About this exercise. In your reply, write out each entry exactly as given.
Start of Exercise material
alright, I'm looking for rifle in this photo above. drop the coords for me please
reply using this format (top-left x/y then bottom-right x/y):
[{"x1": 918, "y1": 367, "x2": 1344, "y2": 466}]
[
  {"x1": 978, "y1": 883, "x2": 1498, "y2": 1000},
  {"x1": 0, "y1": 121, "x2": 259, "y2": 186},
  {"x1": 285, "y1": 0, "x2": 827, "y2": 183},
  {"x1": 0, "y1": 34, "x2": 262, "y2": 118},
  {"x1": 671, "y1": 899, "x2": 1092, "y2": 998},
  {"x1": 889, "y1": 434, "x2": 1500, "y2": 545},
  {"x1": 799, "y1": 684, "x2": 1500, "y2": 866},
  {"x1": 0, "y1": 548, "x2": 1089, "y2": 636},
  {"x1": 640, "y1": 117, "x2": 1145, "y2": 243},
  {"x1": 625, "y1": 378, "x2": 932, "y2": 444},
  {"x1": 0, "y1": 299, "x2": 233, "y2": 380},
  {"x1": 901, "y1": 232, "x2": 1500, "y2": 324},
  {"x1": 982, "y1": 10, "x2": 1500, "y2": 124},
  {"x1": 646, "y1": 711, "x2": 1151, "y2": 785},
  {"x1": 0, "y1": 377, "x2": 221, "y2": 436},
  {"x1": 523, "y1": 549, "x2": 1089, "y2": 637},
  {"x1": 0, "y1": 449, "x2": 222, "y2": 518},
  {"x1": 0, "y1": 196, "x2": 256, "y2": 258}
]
End of Exercise material
Completed exercise.
alright, I'm looking for rifle in this photo above. drop the coords for me please
reply using this format (top-left x/y then bottom-right x/y):
[{"x1": 918, "y1": 367, "x2": 1344, "y2": 466}]
[
  {"x1": 978, "y1": 883, "x2": 1498, "y2": 1000},
  {"x1": 0, "y1": 121, "x2": 259, "y2": 186},
  {"x1": 285, "y1": 0, "x2": 827, "y2": 183},
  {"x1": 0, "y1": 34, "x2": 262, "y2": 118},
  {"x1": 671, "y1": 899, "x2": 1092, "y2": 998},
  {"x1": 889, "y1": 434, "x2": 1500, "y2": 545},
  {"x1": 799, "y1": 684, "x2": 1500, "y2": 866},
  {"x1": 0, "y1": 548, "x2": 1089, "y2": 636},
  {"x1": 640, "y1": 117, "x2": 1145, "y2": 243},
  {"x1": 625, "y1": 378, "x2": 932, "y2": 444},
  {"x1": 0, "y1": 299, "x2": 233, "y2": 380},
  {"x1": 901, "y1": 232, "x2": 1500, "y2": 324},
  {"x1": 982, "y1": 10, "x2": 1500, "y2": 124},
  {"x1": 646, "y1": 711, "x2": 1151, "y2": 785},
  {"x1": 0, "y1": 377, "x2": 221, "y2": 436},
  {"x1": 523, "y1": 549, "x2": 1089, "y2": 637},
  {"x1": 0, "y1": 449, "x2": 222, "y2": 518},
  {"x1": 0, "y1": 196, "x2": 256, "y2": 258}
]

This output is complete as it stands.